**What is being asked**
All entries shown below must be given again word for word.

**Dataset records**
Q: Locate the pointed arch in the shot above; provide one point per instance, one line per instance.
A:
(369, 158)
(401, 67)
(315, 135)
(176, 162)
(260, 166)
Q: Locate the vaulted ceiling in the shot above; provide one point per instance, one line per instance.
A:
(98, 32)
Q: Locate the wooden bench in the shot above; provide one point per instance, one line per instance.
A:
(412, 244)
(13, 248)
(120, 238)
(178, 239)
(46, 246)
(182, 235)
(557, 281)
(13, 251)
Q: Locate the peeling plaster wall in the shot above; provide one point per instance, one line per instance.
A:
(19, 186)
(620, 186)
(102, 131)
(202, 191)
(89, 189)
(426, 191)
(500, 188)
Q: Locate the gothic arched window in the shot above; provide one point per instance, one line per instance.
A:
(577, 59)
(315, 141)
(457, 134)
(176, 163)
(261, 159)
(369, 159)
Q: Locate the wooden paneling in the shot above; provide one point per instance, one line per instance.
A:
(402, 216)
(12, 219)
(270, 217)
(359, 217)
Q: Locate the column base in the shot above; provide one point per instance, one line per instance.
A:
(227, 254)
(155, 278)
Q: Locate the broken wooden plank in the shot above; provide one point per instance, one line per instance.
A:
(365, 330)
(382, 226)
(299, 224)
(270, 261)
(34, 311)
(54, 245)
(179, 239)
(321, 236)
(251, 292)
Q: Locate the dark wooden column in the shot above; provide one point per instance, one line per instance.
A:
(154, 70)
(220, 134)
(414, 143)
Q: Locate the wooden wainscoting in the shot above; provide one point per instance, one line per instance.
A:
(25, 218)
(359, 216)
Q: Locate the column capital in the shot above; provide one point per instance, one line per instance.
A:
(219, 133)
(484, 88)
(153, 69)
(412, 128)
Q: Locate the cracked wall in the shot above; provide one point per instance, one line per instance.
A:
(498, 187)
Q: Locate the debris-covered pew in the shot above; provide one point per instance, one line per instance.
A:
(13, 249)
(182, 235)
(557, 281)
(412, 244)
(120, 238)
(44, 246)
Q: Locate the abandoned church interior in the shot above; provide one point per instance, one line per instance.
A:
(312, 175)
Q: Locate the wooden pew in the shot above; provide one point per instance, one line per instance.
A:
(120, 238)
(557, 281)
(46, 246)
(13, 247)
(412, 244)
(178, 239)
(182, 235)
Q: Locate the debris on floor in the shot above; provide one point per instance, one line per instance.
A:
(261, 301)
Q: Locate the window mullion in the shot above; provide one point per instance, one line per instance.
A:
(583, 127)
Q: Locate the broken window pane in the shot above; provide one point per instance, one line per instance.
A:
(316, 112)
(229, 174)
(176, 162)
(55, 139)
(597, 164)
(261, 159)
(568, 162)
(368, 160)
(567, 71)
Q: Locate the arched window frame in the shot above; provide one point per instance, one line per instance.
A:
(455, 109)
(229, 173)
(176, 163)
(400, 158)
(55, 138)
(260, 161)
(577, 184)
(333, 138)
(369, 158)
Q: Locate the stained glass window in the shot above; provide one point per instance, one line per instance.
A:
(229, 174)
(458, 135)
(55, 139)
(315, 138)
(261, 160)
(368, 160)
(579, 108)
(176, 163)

**Exercise response**
Q: Locate the pointed arch in the shot above; provide one point per instance, one line per instance.
A:
(369, 158)
(401, 67)
(315, 135)
(176, 162)
(260, 166)
Q: Locate the vaulted ceiling in the shot above; provide one point per instance, one line per instance.
A:
(98, 32)
Q: Locate the wooden bench in the shot above; provide one point per instance, one line per instance.
A:
(412, 244)
(13, 248)
(120, 238)
(178, 239)
(46, 246)
(182, 235)
(557, 281)
(13, 251)
Q: Locate the peeling plaster wall in the shot above; provide one point per instance, one line per instance.
A:
(19, 186)
(620, 186)
(102, 131)
(202, 191)
(89, 189)
(426, 191)
(500, 188)
Q: Locate the gothic arched window in the shot above; provide one point per instance, one line per instance.
A:
(577, 59)
(315, 141)
(457, 134)
(176, 163)
(261, 159)
(369, 159)
Q: Locate the wooden paneling in the shot above; provide one point per instance, one line per instance.
A:
(402, 216)
(12, 219)
(270, 217)
(359, 217)
Q: Locate the column base in the shot above; provide one point per instance, one line per instance.
A:
(227, 254)
(155, 278)
Q: Locate the broken wooden plank in the shot above; provide one point per instance, one line per instance.
A:
(365, 330)
(382, 226)
(299, 224)
(270, 261)
(34, 311)
(54, 245)
(179, 239)
(321, 236)
(251, 292)
Q: Locate the dark wooden column in the shot above; provide one point per instance, one line per instance.
A:
(154, 70)
(220, 134)
(414, 143)
Q: Locate the wooden wainscoting in the shot above; provide one point per instance, one line per instance.
A:
(25, 218)
(359, 216)
Q: Locate the column capital in the shot above; provide one point per instance, one line per instance.
A:
(219, 133)
(484, 88)
(153, 69)
(412, 128)
Q: Locate the cracked wall in the shot above; provide one point per instance, one line per instance.
A:
(498, 187)
Q: Locate the debris-covered pew in the shot above; provide one point per instance, one line per instance.
A:
(13, 249)
(182, 235)
(557, 281)
(412, 244)
(120, 238)
(44, 246)
Q: Locate the abandoned church interior in the shot above; provide one point per instance, one line per instance.
A:
(312, 175)
Q: Locate the wooden pew in the shot above; provide one point per instance, one line per instance.
A:
(120, 238)
(557, 281)
(46, 246)
(13, 247)
(412, 244)
(178, 239)
(182, 235)
Q: Locate the debris on floor in the shot above; provide one point per instance, one line per instance.
A:
(261, 301)
Q: Locate the window mullion in the shot above; provide one point per instance, one line per instance.
A:
(583, 127)
Q: Locate the broken window pane in the shot above; provide one point per instance, one line per instance.
A:
(316, 112)
(229, 174)
(176, 162)
(55, 139)
(597, 164)
(261, 159)
(568, 162)
(368, 160)
(567, 71)
Q: Locate the arched window frame in the shot above; provide one point per instance, one line per instance.
A:
(455, 109)
(229, 173)
(176, 163)
(400, 158)
(55, 138)
(260, 161)
(577, 184)
(333, 138)
(369, 158)
Q: Locate the stained glass window in the shot above; provide one point per instance, one line per instance.
A:
(229, 174)
(458, 135)
(55, 139)
(315, 138)
(261, 160)
(368, 160)
(579, 108)
(176, 163)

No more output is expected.